Problem requirements: Copy out the rows below word for word, starting at the line containing "Q: Looking at this image, detect the plate" and ending at the line containing "0;0;360;240", with both of those lines included. Give only that span.

(Items listed in a dataset)
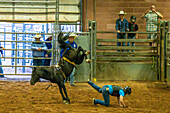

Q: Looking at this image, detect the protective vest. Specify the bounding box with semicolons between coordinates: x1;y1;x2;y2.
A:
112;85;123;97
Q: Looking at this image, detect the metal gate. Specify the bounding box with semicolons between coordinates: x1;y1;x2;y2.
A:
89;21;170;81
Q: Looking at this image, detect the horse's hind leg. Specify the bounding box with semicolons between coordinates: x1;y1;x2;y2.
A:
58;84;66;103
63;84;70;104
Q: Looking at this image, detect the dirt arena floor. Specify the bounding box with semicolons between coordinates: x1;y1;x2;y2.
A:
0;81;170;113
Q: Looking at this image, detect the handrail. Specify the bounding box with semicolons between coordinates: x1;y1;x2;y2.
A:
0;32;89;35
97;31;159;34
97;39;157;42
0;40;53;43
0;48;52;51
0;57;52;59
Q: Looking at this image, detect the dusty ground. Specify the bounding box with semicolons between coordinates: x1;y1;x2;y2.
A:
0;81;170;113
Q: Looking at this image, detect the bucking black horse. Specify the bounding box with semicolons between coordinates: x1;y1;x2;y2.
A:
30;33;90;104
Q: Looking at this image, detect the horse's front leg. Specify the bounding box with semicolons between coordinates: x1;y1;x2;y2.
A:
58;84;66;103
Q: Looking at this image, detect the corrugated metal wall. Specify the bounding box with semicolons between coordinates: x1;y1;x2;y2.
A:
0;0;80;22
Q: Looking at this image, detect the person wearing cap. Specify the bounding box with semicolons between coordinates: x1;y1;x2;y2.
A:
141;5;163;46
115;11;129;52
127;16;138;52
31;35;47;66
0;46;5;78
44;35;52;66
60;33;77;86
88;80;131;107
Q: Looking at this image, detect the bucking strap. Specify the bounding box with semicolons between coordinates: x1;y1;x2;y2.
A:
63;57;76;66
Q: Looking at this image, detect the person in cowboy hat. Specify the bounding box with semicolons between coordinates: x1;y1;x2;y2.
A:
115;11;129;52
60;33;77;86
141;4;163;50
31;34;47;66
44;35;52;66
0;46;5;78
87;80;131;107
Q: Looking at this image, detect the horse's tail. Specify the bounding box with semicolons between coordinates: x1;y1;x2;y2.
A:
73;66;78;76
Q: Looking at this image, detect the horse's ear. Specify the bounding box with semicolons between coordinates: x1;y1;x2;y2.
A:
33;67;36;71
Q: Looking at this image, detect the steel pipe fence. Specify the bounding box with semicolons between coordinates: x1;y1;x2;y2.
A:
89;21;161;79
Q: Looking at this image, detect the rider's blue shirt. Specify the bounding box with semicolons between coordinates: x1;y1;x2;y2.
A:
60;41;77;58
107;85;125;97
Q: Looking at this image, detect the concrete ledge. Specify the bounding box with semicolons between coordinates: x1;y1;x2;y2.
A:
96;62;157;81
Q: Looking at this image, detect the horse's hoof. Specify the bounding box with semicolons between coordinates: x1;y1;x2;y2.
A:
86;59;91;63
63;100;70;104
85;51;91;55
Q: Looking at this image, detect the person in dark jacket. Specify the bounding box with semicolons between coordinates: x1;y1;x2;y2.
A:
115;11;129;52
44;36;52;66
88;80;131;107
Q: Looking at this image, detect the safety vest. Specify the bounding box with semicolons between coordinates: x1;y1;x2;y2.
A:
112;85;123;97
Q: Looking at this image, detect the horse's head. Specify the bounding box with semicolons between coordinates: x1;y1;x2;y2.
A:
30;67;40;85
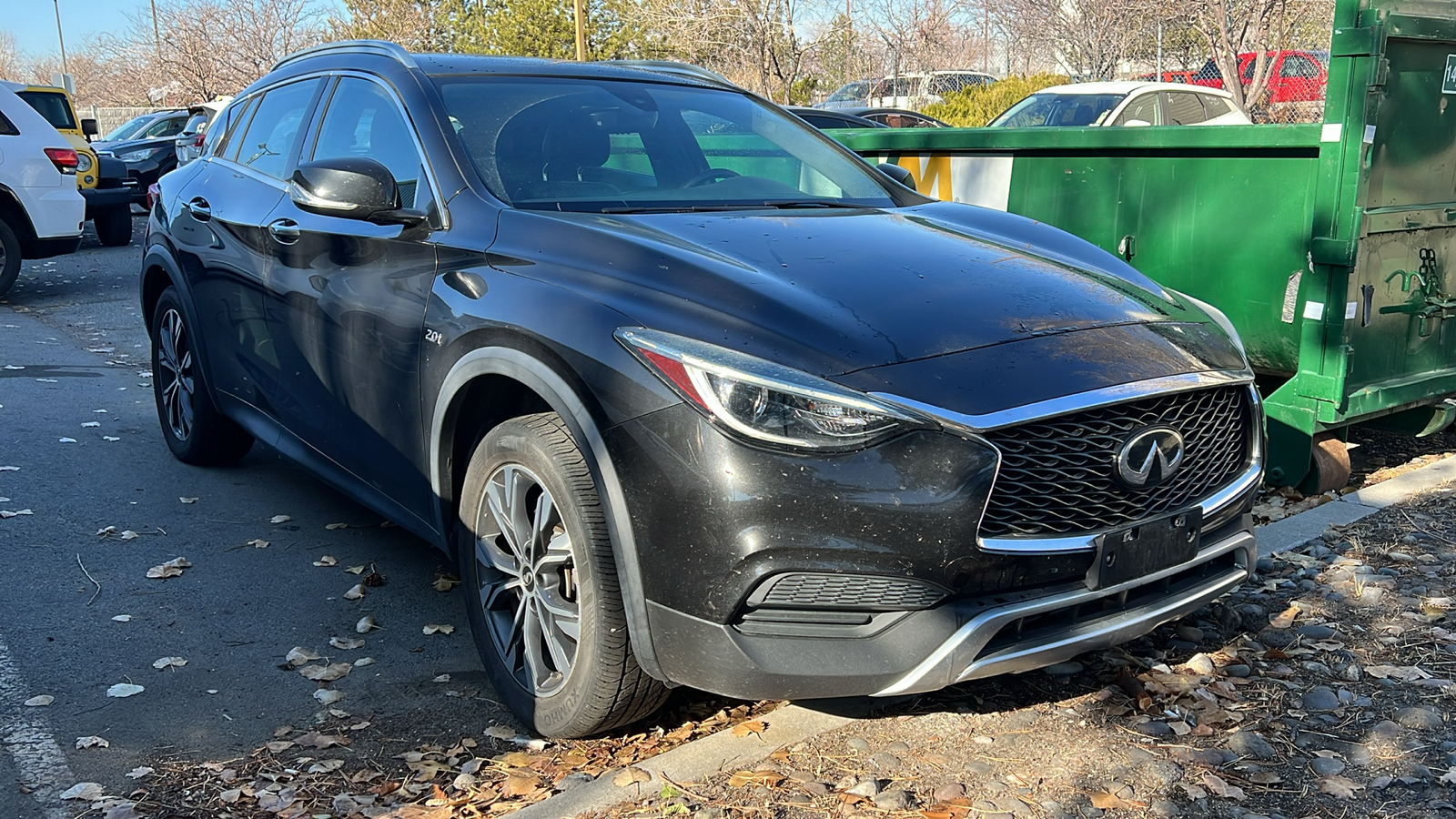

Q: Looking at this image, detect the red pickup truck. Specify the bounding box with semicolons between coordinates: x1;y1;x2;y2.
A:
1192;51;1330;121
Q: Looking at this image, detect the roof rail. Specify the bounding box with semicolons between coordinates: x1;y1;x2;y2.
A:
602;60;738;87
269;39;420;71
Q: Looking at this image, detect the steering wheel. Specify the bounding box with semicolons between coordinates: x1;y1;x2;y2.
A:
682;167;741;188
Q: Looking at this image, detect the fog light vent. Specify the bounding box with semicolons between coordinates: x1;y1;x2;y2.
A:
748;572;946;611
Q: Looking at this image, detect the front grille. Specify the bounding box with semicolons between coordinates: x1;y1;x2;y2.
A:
---
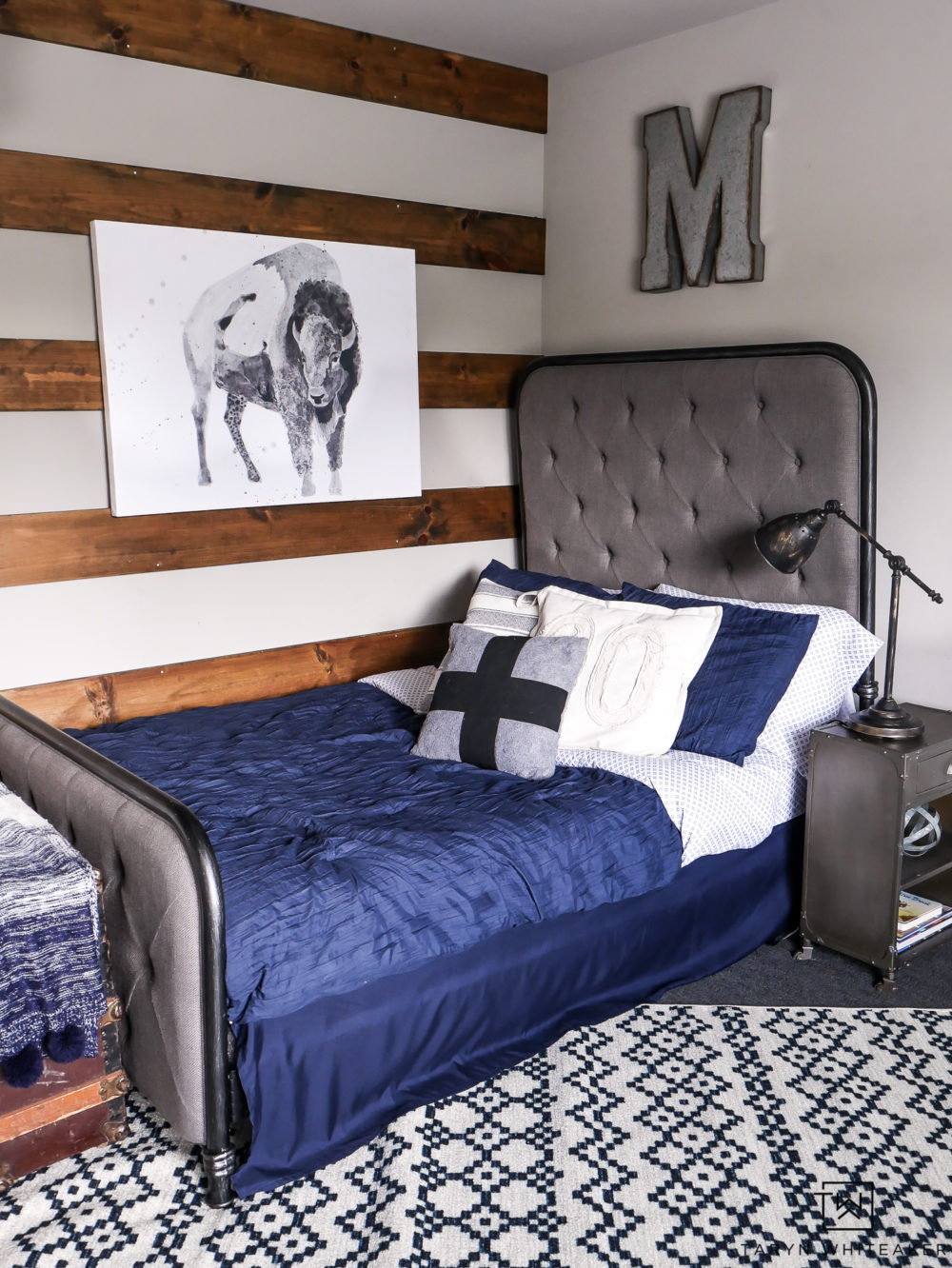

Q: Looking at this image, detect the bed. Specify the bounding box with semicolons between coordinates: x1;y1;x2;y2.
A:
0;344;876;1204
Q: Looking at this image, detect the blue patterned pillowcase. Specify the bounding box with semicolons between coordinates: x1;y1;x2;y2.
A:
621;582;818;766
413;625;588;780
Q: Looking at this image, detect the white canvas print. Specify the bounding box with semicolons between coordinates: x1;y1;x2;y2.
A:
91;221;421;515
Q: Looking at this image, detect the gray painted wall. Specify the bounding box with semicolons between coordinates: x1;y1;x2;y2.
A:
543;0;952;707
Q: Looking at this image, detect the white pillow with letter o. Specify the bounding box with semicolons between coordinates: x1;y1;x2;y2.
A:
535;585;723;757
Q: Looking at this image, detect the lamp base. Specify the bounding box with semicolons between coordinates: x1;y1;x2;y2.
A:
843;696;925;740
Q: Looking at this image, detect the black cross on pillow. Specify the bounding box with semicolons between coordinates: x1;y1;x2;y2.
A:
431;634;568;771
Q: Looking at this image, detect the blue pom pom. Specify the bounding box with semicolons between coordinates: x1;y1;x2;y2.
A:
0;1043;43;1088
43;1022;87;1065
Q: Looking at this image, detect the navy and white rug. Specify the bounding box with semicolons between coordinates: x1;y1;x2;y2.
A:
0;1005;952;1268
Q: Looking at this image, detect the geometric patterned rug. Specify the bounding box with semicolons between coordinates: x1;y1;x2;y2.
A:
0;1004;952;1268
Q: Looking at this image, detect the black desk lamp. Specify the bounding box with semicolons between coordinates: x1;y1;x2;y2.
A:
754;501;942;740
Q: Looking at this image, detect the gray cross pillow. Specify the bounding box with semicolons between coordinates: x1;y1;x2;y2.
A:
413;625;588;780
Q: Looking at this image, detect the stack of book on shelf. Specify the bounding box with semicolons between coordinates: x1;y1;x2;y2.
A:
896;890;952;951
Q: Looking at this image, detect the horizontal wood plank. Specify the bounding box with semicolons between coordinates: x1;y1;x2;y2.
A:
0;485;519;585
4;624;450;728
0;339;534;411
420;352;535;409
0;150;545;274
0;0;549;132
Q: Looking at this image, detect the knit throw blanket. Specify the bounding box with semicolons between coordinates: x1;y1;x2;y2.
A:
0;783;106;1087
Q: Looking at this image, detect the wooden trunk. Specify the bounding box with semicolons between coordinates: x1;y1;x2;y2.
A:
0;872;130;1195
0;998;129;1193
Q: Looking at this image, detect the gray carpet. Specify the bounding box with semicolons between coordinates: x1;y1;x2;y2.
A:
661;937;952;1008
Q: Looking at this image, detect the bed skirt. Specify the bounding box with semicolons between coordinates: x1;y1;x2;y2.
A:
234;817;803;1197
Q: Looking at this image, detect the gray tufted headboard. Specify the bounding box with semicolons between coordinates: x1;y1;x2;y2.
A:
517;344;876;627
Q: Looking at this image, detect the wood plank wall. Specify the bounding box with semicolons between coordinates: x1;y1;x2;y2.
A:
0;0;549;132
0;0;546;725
--
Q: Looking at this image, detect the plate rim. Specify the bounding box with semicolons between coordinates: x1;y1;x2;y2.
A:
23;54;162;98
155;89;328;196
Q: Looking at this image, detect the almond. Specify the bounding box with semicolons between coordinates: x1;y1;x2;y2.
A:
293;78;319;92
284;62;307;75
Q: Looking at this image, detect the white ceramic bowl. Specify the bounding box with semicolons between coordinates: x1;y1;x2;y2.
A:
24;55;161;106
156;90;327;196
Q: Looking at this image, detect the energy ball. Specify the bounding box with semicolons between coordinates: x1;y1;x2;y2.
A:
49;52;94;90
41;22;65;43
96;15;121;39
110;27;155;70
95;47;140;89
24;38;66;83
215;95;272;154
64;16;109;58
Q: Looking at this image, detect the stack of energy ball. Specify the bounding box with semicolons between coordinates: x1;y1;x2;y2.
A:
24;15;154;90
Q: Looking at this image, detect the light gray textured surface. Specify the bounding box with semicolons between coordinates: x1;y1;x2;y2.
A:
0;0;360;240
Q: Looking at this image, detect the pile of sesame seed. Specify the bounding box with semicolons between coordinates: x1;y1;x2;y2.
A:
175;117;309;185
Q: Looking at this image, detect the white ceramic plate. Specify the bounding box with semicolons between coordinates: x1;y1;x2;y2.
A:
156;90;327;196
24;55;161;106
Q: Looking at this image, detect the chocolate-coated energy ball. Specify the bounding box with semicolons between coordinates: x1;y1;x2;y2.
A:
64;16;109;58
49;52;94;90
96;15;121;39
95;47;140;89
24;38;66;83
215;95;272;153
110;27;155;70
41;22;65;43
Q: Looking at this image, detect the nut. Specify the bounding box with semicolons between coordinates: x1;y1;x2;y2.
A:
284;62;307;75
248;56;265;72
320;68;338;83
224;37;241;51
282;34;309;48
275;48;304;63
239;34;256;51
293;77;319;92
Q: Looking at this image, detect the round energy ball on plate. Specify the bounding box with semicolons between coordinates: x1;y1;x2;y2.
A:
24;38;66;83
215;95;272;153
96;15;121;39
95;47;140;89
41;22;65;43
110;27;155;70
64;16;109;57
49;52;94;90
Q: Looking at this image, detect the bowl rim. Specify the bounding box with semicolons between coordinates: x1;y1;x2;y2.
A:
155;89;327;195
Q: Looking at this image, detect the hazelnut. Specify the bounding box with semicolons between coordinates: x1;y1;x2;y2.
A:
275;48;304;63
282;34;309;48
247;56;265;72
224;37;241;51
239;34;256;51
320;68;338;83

Task answer:
Q: Looking at this image, detect the plate rim. Specify the bounding box with semicolons between coordinates: x1;y1;x2;y2.
A:
23;54;162;98
155;89;328;196
Q: Looking at this image, detect the almond. Specify the bounding box with semicolons between coordinates: x1;y1;x2;y2.
A:
293;78;319;92
284;62;307;75
Q: Looking at this image, detect the white ceramic bowl. Specify the bounding box with semicolons between coordinates: x1;y1;x2;y2.
A:
24;55;161;106
156;90;327;196
Q: Looking at this image, detect the energy ball. Specify the bounding box with semicolons between coordinates: x1;y1;x2;y2.
A:
49;52;94;90
41;22;65;43
96;15;121;39
110;27;155;70
95;47;140;89
24;38;66;83
215;95;272;154
64;16;109;58
Q: Looking at this image, detect the stack of energy ball. Specify the bounding box with semicolons between coordinates: x1;y1;x2;y2.
A:
24;15;154;90
Q: Looking at this image, detect the light gray textured surface. Specify the bounding box with semicolons between coordinates: x1;y1;x2;y2.
A:
0;0;360;240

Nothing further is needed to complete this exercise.